CAIRN.INFO : Matières à réflexion

1Avec l’avènement du livre de poche, le milieu du xxe siècle a été marqué par une véritable révolution, touchant à la fois la diffusion des savoirs et l’accès à la culture, proposant ni plus ni moins qu’une démocratisation de la littérature. Il ne s’agit pourtant pas d’une innovation à proprement parler, puisque deux générations précédentes sont identifiables : la première au xixe siècle, avec des éditions dans un nouveau format compact (environ 11 cm sur 18 cm) ; la seconde au tournant du xxe siècle, avec plusieurs collections de romans populaires (Olivero, 2007). Il existe également des antécédents au livre de poche, comme en Allemagne et en Angleterre dans les années 1930, suivis aux États-Unis par les « pocket books ».

LIGNES DE DONNÉES.
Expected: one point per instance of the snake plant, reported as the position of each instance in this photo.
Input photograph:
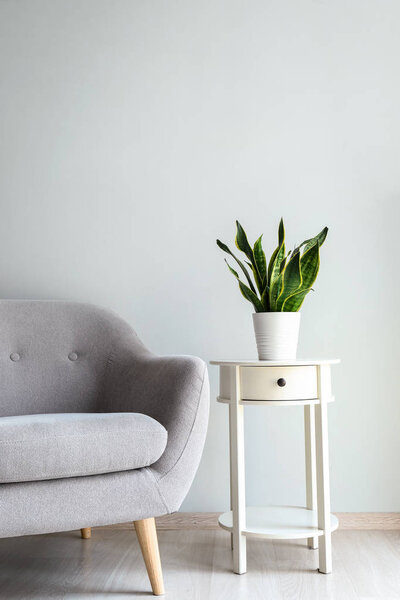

CONSIGNE.
Poursuivez le texte sur les origines du livre de poche à partir de sa dernière phrase. La liste n'est d'aucune utilité ici.

RÉPONSE ATTENDUE.
2Ces livres de poche s’imposent sur la base d’un mode de production à bas coût couplé à une distribution à très large échelle. Il s’ensuit un nouvel objet de consommation pas toujours bien compris au départ : il est simple de présentation, dans un format pratique pour pouvoir être à disposition dans la poche et donc être lu dans les transports ; il est proposé en librairie sur des supports modernes et disponibles partout, puisque tiré en très grand nombre d’exemplaires ; il n’est pas cher et, au risque de se retrouver encombré, on peut en acheter beaucoup sans se sentir obligé de les lire jusqu’au bout ; il se déforme à la lecture et se détériore à la lumière, mais son prix autorise de pouvoir le jeter après usage.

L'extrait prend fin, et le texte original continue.